## [Reading passage]
_ _ _ _ _ _ _

Call to overhaul vehicle PUC system

The Times of India , Thursday, November 19, 2015
Correspondent : Radheshyam Jadhav
PUNE: Fixing the manufacturers' responsibility for the emission performance of their products is the most effective way to curb vehicular pollution, not on-road tests.

New Delhi's research group Centre for Science and Environment (CSE) made this observation.

Following the Volkswagen incident, experts fear the investment in emission control system in vehicles to meet tighter standards can go waste and negate air pollution control efforts in Indian cities without a robust system for monitoring emission compliance. The carmaker's popular diesel cars were allegedly fitted with 'defeat devices' to trick the official emission tests.

"This matter went nearly unnoticed in India except the usual investigation to check if the fraud has happened in India too. But the technical ingenuity of the Volkswagen corporate fraud has exposed weakness and gaps in the emission regulations in India. This makes India extremely vulnerable because it is 'motorising' and 'dieselising' rapidly without the right regulations and compliance framework for manufacturers," said Anumita Roy Chowdhury, the executive director of CSE.

Vehicular pollution is a serious public health issue in India, where air pollution has emerged as the fifth largest killer. "Vehicles are responsible for very high exposure to toxic pollution in cities. Monitoring of emission from diesel vehicles is particularly weak. If the emission control system in modern diesel vehicles does not work, it can lead to uncontrolled emission of killer toxic particulates and nitrogen oxides. The pollution under control (PUC) system needs overhaul. The current PUC norms for diesel cars are too lenient to fail any vehicle. They can't check tiny particles and NOx - the key killers in the Indian cities," CSE stated in a note issued after its recent deliberations and workshop on the urban air quality.

In Pune, where air pollution has emerged as one of the biggest problems. Sharing his on-road bitter experience, Himanshu Patil said, "Every day after I travel from Hadapsar to my Fergusson College Road office, I clean face with a facial tissue. It gets smeared with thick black layer in one go. And I know, I am inhaling all types of pollutants which are invisible."

_ _ _ _ _ _ _

## [Activity]
Continue the news article on overhauling India's vehicle PUC system, starting right after its last sentence.

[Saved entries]
_ _ _ _ _ _ _

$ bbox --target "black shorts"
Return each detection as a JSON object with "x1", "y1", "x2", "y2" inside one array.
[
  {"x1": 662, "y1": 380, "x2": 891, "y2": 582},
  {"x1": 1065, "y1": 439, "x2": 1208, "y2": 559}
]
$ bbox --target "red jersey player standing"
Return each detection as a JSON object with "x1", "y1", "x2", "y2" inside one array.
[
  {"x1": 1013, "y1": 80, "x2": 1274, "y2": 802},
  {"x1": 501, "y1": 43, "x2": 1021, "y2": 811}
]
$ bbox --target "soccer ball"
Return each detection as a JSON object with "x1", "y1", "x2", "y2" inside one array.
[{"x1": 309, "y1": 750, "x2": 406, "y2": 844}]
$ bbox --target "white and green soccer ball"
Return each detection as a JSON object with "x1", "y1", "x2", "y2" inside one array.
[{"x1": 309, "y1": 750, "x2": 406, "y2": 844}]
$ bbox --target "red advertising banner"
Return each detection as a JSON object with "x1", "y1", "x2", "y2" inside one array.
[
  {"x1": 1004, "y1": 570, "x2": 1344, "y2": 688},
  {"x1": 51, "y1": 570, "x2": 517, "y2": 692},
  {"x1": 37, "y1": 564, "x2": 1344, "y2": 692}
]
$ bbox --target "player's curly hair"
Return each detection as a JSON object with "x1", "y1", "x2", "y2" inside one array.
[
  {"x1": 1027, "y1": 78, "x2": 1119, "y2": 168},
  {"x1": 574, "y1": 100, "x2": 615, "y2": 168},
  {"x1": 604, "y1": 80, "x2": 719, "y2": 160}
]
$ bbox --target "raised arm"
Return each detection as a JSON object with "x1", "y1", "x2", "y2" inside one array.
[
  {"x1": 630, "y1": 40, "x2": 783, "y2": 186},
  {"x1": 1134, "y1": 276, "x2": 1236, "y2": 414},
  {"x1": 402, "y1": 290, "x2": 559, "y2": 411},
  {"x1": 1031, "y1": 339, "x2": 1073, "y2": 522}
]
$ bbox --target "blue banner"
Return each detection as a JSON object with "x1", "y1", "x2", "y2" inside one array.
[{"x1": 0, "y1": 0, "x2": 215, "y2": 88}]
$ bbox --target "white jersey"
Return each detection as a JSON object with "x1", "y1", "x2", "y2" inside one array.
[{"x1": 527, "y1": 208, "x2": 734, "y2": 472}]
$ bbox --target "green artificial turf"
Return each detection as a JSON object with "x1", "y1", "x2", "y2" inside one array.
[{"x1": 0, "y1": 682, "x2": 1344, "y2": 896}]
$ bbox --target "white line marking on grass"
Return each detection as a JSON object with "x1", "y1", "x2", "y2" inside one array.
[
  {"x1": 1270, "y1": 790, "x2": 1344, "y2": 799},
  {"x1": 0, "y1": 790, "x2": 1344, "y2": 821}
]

_ _ _ _ _ _ _

## [Response area]
Unlike the popular notion, commercial vehicles are not the lone offenders. And people are aware of it.

"Just six-seaters and autorickshaws do not emit dark clouds of smoke. Even cars release black smoke. It has become difficult to breathe. Imagine what must be happening to our kids," said homemaker Ambika, who daily travels on Satara Road.

Yet, getting a PUC certificate in the city is a cakewalk. Shivam Nair, a professional, said, "Getting a PUC certificate is easy. There are PUC centres with machinery fitted in cars. They issue certificates without even testing vehicles. This is mockery of the entire system."

Against this backdrop, CSE has raised question over the PUC's efficiency itself. The current practice of PUC is rudimentary and ineffective to address complex emission control systems in new vehicles. It cannot screen inherent technical flaws and frauds for which manufacturers are responsible and compromise with the emission performance in the real world, observed the research group CSE.

Experts claimed that the PUC system to check emission of on-road vehicles in India was extremely weak in terms of lax norms, poor enforcement and poor quality test procedures. The PUC norms were extremely lax for the older pre-Bharat Stage IV vehicles. While petrol cars were tested for carbon monoxide and hydrocarbons along with lambda under PUC, while the diesel vehicles are tested only for smoke density.